## TASK SET
a: In the post on amyloid, list the computational or theoretical tools it names as available for the homework assignments.
b: Print the part of the post on amyloid that opens with the words containing "Answers to follow" and closes with "139 amino acids.".
BEGIN GIVEN PASSAGE
As a neurologist, I’ve been extremely interested in amyloid since I started in the late 60s. The senile plaque of Alzheimers disease is made of amyloid. The stuff was insoluble gunk. All we had back in the day was Xray diffraction patterns showing two prominent reflections at 4 and 9 Angstroms, so we knew there was some sort of repetitive structure.
My notes on papers on the subject over the past 20 years contain about 100,000 characters (but relatively little enlightenment until recently).
A while ago I posted some more homework problems — https://luysii.wordpress.com/2021/09/30/another-homework-assignment/
Homework assignment #1: design a sequence of 10 amino acids which binds to the same sequence in the reverse order forming a plane 4.8 Angstroms thick.
Homework assignment #2 design a sequence of 60 amino acids which forms a similar plane 4.8 Angstroms thick, such that two 60 amino acid monomers bind to each other.
Feel free to use any computational or theoretical devices currently at our disposal, density functional theory, force fields, rosetta etc. etc.
Answers to follow shortly
Hint: hundreds to thousands of planes can stack on top of each other.
Well the answer is any protein which forms amyloid and we now have near atomic level resolution structures of 20 proteins forming amyloid, with core segments containing from 15 to 139 amino acids.
If you have a subscription to Cell take a look at a marvelous review full of great pictures and diagrams [ Cell vol. 184 pp. 4857 – 4873 ’21 ].
END GIVEN PASSAGE
BEGIN DATA SHOWN
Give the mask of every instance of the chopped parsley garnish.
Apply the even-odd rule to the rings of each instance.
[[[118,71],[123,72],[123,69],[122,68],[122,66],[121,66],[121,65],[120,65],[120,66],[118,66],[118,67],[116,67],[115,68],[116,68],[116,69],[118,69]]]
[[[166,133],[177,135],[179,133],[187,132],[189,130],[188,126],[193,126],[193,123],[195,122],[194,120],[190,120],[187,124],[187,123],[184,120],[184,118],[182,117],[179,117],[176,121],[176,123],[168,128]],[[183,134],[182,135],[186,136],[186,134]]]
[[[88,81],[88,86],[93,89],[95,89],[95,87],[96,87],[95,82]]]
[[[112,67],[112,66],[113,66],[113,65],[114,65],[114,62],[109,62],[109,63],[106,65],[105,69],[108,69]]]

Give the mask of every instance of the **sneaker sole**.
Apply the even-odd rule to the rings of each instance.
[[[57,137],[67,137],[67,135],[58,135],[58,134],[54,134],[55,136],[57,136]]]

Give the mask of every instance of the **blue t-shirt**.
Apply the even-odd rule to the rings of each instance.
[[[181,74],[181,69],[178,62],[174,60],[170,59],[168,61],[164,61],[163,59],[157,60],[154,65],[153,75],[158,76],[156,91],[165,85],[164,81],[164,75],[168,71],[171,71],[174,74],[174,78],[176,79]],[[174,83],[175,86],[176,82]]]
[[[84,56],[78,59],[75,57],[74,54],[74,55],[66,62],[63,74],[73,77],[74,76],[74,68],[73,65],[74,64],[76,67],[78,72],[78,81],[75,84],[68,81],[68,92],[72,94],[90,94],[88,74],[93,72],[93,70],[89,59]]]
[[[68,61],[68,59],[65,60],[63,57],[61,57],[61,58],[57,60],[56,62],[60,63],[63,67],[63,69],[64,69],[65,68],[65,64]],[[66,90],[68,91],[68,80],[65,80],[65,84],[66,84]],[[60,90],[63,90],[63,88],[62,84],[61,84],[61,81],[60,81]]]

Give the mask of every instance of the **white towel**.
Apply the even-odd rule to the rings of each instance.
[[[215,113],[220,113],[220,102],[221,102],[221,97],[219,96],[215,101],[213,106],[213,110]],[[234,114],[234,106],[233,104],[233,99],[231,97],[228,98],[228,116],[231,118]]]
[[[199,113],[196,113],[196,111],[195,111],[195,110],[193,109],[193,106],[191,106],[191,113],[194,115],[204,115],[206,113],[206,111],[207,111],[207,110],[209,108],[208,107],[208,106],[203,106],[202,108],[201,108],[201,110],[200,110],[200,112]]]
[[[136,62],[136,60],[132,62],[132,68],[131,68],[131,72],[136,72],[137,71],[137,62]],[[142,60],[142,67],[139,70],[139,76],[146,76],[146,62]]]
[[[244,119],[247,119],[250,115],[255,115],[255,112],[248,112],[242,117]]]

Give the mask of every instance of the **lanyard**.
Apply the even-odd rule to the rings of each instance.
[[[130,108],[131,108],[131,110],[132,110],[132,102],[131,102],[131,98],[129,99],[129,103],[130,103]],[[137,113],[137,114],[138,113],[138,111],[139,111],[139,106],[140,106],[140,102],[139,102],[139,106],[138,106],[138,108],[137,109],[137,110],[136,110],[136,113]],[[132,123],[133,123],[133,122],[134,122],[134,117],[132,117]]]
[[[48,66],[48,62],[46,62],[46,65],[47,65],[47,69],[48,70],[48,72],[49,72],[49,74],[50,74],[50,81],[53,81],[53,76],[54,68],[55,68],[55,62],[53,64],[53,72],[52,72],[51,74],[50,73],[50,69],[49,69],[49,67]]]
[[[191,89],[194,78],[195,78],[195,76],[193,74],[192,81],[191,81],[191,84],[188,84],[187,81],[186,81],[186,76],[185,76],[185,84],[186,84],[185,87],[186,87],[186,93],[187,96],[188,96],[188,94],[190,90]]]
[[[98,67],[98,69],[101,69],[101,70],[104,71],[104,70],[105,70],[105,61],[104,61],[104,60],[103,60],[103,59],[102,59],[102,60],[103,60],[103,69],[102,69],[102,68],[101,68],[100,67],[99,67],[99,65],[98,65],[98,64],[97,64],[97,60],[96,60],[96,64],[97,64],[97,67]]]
END DATA SHOWN
## ANSWERS IN ORDER
a: density functional theory, force fields, rosetta

b:
Answers to follow shortly
Hint: hundreds to thousands of planes can stack on top of each other.
Well the answer is any protein which forms amyloid and we now have near atomic level resolution structures of 20 proteins forming amyloid, with core segments containing from 15 to 139 amino acids.